◆ Exercise instructions:
(1) Can you copy the part of the forum post about joining tables with wildcards that opens with the words containing "- If there is defined ClientID and" and closes with "Category and Stream)", word for word?
(2) In the forum post about joining tables with wildcards:
(a) Which ClientID has the SubID "*" and the Name "Name3"?
(b) What is the CombinedID for ClientID 2378 with SubID String4?
(c) What values should be used for matches that aren't defined in the table?
(3) According to the forum post about joining tables with wildcards, why can a row that defines only a ClientID be joined on that ID alone?

◆ Document:
Join with wildcards

Mithril1991 · ‎2021-07-22

Hello,

I struggle with joining two tables containing wildcards. Here is sample table:

ClientID	SubID	Name	Category	Stream	CombinedID
2346	String1	Name1	Category1	Stream1	2346String1
2346	String2	Name1	Category2	Stream2	2346String2
2378	String3	Name2	Category2	Stream2	2378String3
2378	String4	Name2	Category3	Stream3	2378String4
2470	*	Name3	Category2	Stream3	2470*
2646	*	TBD	Category3	Stream3	2646*
*	*	TBD	Other	Other	**

What I need basically:

- If there is defined ClientID and SubID, use this as unique ID when joining towards final data table

- If there is Defined ClientID only, join only based on ID (There are multiple SubIDs that e.g. 2470 can get, but it will always be linked to same Name, Category and Stream)

- For other, not defined matches in the table (No hard linked Client ID and SubID) use Values "TBD; Other; Other".

◆ Supplied entries:
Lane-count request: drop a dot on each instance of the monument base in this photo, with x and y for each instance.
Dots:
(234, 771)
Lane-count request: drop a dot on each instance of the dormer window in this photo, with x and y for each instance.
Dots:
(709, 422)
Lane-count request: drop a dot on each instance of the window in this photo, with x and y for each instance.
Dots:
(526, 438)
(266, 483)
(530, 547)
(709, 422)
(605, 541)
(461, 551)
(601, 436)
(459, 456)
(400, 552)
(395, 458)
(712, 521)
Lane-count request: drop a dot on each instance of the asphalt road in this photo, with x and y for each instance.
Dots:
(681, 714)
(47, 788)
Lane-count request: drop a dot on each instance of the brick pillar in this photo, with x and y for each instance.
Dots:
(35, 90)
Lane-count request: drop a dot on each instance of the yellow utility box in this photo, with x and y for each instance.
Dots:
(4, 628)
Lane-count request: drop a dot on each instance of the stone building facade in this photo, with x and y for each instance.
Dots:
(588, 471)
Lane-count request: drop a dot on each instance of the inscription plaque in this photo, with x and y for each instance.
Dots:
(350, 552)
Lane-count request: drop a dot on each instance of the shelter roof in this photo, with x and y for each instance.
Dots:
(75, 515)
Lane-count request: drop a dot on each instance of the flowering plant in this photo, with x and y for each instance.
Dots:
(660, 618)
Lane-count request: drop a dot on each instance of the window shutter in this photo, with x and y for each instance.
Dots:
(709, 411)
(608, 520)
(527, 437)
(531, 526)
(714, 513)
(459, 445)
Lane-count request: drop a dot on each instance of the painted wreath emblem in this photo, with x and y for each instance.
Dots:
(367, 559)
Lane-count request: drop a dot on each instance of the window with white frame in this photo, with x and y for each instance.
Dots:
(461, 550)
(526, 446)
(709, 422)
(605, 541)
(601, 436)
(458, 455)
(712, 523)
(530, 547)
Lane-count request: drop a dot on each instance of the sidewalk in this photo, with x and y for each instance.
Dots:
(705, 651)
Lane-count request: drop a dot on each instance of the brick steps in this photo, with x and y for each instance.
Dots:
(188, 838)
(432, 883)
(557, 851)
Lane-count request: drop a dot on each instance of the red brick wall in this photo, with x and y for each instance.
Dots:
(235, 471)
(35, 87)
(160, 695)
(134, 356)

◆ Responses:
(1)
- If there is defined ClientID and SubID, use this as unique ID when joining towards final data table

- If there is Defined ClientID only, join only based on ID (There are multiple SubIDs that e.g. 2470 can get, but it will always be linked to same Name, Category and Stream)

(2)
(a) 2470
(b) 2378String4
(c) "TBD; Other; Other"

(3) A ClientID such as 2470 can get multiple SubIDs, but it is always linked to the same Name, Category and Stream. Joining on the ClientID alone therefore gives the right values.